> TO DO
Only one number is wanted: the count of lines in the records below that hold the word "post".

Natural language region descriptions
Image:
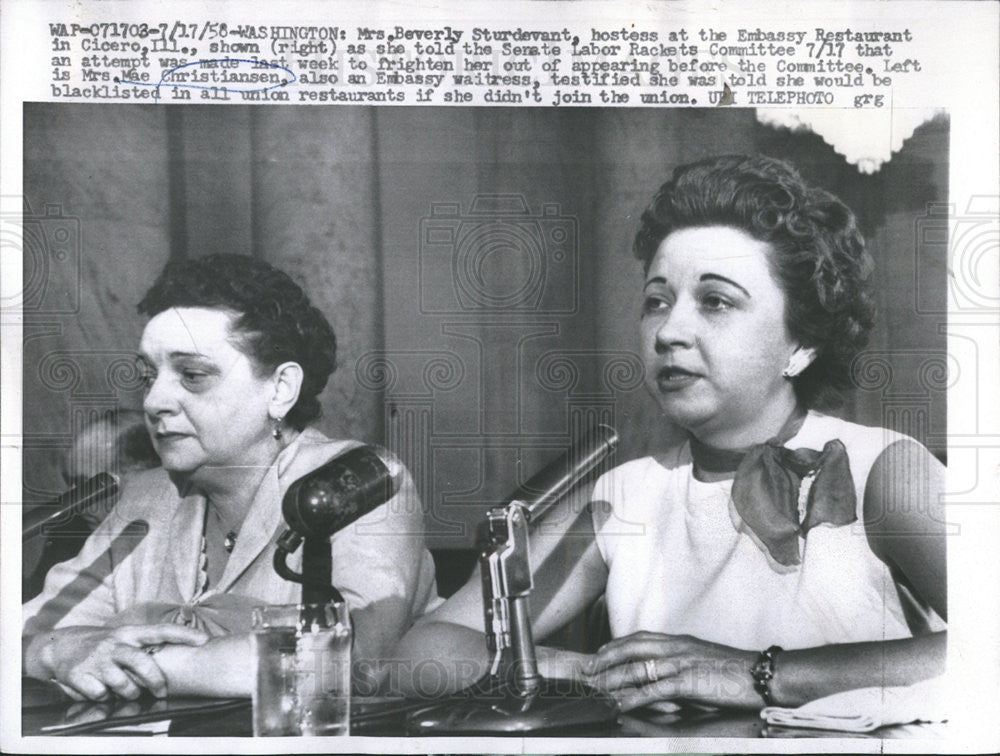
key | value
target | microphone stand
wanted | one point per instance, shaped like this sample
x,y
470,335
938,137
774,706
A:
x,y
514,698
318,505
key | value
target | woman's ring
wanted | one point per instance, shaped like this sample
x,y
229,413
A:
x,y
651,675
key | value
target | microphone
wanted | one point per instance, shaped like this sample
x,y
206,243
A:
x,y
344,489
325,501
76,500
555,480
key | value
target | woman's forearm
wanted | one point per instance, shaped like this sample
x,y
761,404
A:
x,y
807,674
223,667
437,658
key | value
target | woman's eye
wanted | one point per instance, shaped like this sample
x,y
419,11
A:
x,y
715,302
653,305
194,377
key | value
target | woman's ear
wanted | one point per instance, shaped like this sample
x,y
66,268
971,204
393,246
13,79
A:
x,y
801,358
287,378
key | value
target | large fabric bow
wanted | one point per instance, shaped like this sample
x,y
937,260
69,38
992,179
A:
x,y
768,486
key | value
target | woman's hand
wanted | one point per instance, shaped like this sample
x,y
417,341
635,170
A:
x,y
645,667
95,662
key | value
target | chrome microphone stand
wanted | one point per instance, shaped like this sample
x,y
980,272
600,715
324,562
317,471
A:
x,y
514,698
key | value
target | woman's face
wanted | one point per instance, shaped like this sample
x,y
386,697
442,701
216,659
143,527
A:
x,y
714,337
206,408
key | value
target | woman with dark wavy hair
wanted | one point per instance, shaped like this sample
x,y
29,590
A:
x,y
779,554
234,358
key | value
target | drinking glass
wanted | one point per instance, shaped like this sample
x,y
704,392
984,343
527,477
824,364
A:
x,y
303,678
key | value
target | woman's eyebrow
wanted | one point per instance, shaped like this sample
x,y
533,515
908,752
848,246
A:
x,y
731,282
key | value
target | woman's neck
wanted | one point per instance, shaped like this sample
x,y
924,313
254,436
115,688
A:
x,y
756,430
230,490
761,431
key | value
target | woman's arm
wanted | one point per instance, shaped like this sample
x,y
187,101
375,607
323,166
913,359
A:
x,y
645,667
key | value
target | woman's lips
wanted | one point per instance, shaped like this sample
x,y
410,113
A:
x,y
675,378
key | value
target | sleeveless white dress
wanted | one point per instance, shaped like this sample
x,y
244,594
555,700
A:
x,y
681,561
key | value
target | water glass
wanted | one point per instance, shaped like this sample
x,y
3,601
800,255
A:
x,y
303,670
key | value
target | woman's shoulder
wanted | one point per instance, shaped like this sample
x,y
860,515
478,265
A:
x,y
310,450
147,495
644,472
858,438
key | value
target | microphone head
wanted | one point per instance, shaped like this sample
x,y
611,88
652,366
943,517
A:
x,y
339,492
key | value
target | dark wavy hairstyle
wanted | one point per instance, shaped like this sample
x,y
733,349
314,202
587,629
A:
x,y
819,256
275,322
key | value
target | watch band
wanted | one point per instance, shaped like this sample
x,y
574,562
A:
x,y
763,672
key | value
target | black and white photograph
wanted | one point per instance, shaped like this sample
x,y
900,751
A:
x,y
493,426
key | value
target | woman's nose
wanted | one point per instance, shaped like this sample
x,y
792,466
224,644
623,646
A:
x,y
677,328
158,399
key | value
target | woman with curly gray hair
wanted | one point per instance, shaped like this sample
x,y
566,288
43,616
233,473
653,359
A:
x,y
779,554
234,358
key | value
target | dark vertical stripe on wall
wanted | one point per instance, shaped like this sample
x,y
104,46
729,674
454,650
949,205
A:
x,y
378,324
256,218
176,182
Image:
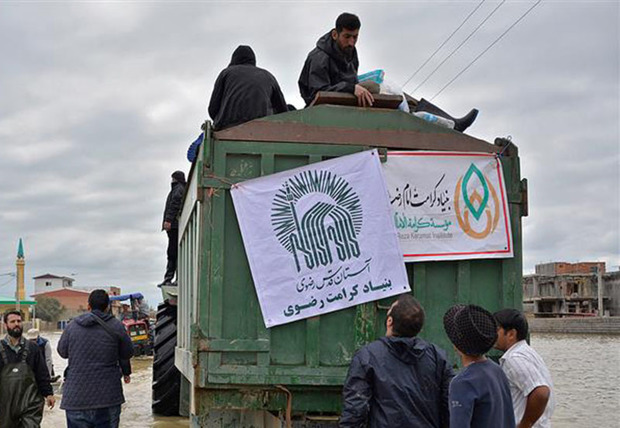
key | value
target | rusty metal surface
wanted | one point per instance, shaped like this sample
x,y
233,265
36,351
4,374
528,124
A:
x,y
346,99
272,131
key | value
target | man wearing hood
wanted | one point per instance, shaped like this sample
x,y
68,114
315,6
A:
x,y
332,65
98,349
399,380
244,92
171,223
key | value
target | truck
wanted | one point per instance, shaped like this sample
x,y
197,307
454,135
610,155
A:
x,y
215,360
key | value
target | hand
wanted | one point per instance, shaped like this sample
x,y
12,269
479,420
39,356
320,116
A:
x,y
364,97
50,401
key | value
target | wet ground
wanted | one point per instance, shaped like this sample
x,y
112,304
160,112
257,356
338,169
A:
x,y
585,371
136,412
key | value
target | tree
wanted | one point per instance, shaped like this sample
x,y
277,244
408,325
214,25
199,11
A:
x,y
48,309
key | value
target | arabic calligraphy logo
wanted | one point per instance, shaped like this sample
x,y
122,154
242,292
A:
x,y
316,214
483,206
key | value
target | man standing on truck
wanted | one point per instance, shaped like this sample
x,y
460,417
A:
x,y
244,92
171,223
98,349
399,380
531,386
24,379
333,66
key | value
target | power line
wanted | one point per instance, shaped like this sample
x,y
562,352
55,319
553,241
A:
x,y
443,44
459,46
489,47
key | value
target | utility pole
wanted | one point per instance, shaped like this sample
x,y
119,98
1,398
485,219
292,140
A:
x,y
601,308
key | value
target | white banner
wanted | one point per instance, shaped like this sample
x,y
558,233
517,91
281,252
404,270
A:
x,y
320,238
449,205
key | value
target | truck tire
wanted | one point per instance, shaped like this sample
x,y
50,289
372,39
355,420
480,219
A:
x,y
166,377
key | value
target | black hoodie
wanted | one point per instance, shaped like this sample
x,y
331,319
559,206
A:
x,y
244,92
397,382
327,69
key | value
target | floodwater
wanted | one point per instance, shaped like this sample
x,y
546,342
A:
x,y
586,376
585,371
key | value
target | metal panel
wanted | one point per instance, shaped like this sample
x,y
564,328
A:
x,y
234,355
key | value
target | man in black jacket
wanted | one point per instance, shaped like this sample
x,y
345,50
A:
x,y
171,223
332,65
399,380
24,379
244,92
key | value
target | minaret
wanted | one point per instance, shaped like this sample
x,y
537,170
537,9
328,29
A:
x,y
20,263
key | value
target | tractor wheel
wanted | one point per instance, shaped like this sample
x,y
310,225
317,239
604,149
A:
x,y
166,377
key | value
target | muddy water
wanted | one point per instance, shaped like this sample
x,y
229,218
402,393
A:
x,y
585,371
136,412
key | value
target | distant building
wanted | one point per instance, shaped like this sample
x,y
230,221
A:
x,y
49,282
570,289
8,303
74,300
562,268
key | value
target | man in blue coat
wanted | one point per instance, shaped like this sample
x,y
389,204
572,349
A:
x,y
399,380
98,349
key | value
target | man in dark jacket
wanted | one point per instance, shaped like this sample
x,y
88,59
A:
x,y
244,92
98,349
333,64
171,223
24,379
399,380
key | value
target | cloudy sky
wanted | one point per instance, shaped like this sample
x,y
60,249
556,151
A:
x,y
99,101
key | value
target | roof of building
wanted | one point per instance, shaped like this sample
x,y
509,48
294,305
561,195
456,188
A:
x,y
49,275
58,290
11,301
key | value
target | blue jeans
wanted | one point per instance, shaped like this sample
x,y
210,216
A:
x,y
107,417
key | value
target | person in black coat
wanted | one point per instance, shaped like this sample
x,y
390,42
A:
x,y
399,380
98,349
24,380
332,65
244,92
171,223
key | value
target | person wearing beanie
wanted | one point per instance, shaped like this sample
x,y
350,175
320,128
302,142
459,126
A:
x,y
170,223
400,380
480,393
244,92
531,386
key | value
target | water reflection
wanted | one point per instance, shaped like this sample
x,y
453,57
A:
x,y
586,376
585,370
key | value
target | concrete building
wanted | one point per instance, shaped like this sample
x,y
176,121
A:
x,y
74,300
562,268
565,289
49,282
8,303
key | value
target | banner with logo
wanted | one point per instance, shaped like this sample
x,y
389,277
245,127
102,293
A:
x,y
320,238
449,205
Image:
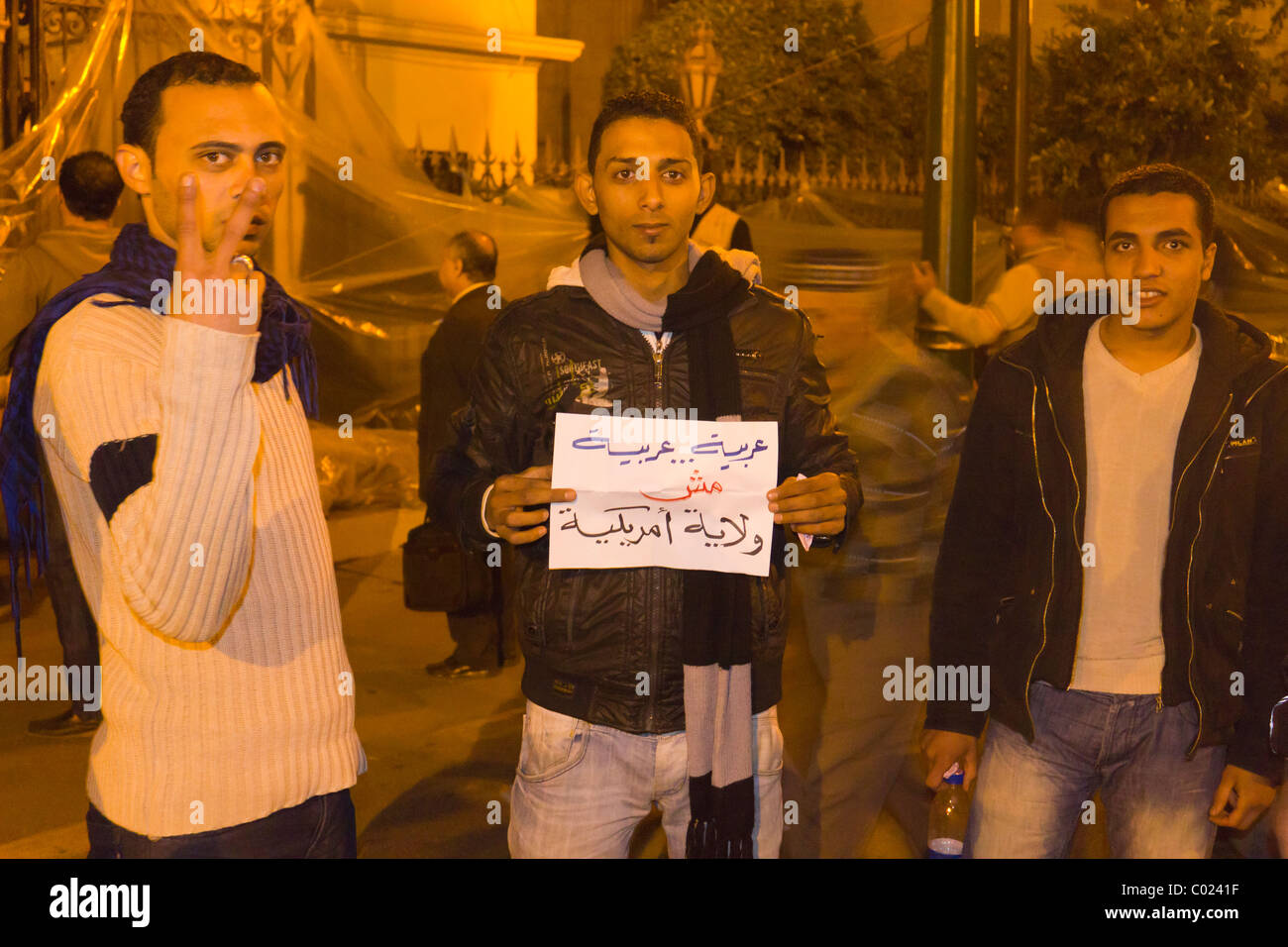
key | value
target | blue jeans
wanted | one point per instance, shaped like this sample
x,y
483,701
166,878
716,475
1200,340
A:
x,y
581,789
318,827
1029,797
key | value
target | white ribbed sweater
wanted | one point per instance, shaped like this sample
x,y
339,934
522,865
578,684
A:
x,y
227,692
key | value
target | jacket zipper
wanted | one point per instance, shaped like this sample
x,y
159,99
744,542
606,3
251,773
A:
x,y
1037,468
1189,569
658,355
1077,502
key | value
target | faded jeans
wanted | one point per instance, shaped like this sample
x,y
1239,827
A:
x,y
581,789
1029,797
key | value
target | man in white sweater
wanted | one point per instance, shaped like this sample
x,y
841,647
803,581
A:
x,y
174,427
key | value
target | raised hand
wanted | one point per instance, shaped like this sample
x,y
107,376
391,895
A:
x,y
214,268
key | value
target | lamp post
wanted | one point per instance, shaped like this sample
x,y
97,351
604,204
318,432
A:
x,y
699,69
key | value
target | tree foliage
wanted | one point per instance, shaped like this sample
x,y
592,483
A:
x,y
1177,81
827,97
1172,82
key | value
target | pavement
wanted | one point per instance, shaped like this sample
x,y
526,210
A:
x,y
441,753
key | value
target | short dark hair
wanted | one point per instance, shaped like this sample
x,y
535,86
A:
x,y
477,253
90,184
1163,178
643,103
141,115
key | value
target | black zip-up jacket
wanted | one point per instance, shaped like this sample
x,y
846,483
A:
x,y
1009,579
587,634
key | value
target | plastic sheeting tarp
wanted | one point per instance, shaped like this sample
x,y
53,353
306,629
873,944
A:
x,y
362,253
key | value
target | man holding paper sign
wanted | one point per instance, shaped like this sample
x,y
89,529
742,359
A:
x,y
655,678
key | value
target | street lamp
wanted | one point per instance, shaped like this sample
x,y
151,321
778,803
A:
x,y
698,72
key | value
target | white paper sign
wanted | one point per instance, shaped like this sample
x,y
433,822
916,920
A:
x,y
660,491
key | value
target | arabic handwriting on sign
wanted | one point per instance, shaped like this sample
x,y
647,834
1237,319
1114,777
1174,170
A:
x,y
756,449
697,484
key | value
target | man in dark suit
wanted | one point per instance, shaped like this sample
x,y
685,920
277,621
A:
x,y
467,273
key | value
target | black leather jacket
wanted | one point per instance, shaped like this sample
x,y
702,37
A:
x,y
1009,579
589,633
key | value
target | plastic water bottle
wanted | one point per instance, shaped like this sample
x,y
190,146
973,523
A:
x,y
948,814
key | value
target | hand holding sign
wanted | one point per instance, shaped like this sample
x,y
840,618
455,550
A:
x,y
661,491
505,512
814,505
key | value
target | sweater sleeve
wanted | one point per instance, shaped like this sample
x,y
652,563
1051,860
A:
x,y
178,492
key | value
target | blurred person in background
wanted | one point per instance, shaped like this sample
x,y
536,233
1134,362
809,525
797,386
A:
x,y
868,607
467,273
89,188
1042,245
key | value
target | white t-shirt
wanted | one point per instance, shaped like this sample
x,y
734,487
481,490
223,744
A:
x,y
1132,423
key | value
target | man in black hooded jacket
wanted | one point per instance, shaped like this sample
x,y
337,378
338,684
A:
x,y
1115,556
606,651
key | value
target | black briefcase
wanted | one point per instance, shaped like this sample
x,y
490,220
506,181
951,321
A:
x,y
439,575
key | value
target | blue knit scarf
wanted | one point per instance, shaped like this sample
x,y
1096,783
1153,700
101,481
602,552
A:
x,y
138,258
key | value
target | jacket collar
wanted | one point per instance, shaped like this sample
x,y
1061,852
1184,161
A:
x,y
1054,355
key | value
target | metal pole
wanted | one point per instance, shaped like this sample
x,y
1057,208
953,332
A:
x,y
38,46
1021,14
11,85
948,234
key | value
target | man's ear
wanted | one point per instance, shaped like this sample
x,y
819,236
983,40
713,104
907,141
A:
x,y
136,169
707,195
584,185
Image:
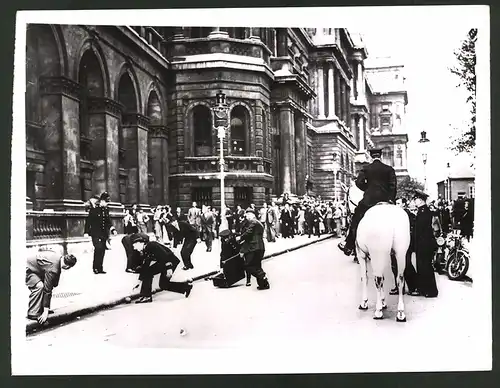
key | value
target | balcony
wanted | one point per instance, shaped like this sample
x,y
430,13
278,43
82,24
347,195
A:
x,y
233,164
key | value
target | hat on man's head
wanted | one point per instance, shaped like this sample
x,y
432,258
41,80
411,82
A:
x,y
225,233
250,210
420,194
69,260
105,196
376,152
139,237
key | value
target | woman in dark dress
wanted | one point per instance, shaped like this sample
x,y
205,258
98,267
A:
x,y
425,245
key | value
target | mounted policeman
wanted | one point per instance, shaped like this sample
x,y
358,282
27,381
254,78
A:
x,y
378,181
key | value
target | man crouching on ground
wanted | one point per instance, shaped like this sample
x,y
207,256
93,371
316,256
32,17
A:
x,y
158,259
253,248
43,271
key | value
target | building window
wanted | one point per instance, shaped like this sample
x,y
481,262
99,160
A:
x,y
235,32
202,196
243,196
200,32
202,129
239,130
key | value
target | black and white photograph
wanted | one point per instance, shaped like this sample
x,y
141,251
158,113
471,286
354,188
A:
x,y
298,190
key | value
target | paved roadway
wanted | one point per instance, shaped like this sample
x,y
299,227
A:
x,y
313,297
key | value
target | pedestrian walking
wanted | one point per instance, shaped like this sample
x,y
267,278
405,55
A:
x,y
425,245
207,227
183,230
158,259
253,248
98,225
142,220
43,271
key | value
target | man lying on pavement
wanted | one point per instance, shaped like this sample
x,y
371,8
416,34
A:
x,y
158,259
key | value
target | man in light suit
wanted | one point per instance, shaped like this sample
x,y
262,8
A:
x,y
43,271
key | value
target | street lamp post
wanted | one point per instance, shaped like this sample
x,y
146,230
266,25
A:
x,y
335,171
448,183
423,141
221,123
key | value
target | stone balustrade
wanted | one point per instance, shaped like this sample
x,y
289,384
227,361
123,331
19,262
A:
x,y
223,45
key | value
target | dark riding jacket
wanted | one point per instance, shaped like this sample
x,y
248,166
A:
x,y
378,181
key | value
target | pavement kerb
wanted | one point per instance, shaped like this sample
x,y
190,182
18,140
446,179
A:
x,y
65,317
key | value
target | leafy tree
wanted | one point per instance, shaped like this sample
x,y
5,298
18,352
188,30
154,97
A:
x,y
465,70
406,187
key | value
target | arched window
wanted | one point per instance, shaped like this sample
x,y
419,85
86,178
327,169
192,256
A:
x,y
200,32
239,129
202,129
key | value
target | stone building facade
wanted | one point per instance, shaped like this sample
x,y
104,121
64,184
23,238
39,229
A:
x,y
129,110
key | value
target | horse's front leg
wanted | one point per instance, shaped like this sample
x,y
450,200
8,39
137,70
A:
x,y
379,284
363,270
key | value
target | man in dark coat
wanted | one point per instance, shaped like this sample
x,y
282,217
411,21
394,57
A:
x,y
98,226
183,230
158,259
252,248
378,181
134,258
425,245
43,271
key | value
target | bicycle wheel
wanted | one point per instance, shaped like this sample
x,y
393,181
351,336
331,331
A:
x,y
458,265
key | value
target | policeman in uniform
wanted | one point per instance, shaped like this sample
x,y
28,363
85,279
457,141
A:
x,y
98,225
252,248
378,181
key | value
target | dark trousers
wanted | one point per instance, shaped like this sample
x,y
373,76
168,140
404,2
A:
x,y
186,251
35,307
426,278
99,251
253,265
356,218
410,274
165,284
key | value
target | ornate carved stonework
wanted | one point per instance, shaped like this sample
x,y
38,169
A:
x,y
132,119
104,105
60,85
160,131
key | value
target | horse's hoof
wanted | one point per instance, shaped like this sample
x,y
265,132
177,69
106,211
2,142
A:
x,y
400,317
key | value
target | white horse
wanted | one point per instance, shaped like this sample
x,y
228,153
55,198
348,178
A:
x,y
383,230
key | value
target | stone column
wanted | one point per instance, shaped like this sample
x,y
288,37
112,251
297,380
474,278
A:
x,y
158,146
348,106
338,94
104,119
361,129
286,127
60,113
361,92
321,92
331,92
300,155
135,133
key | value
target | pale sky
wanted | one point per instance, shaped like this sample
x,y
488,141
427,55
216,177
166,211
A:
x,y
434,101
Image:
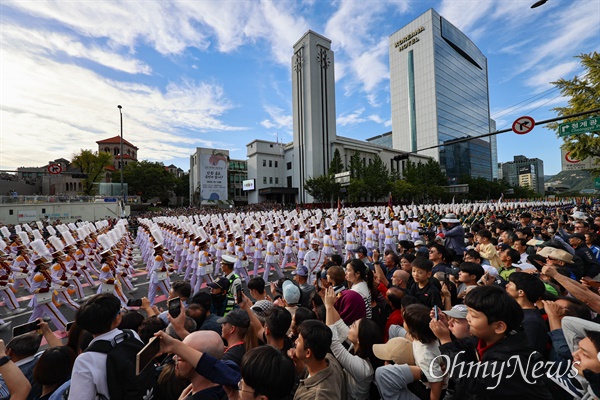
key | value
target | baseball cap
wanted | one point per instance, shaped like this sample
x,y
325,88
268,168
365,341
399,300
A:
x,y
301,271
459,311
398,350
361,249
579,236
221,283
236,317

> TASK SOLUTION
2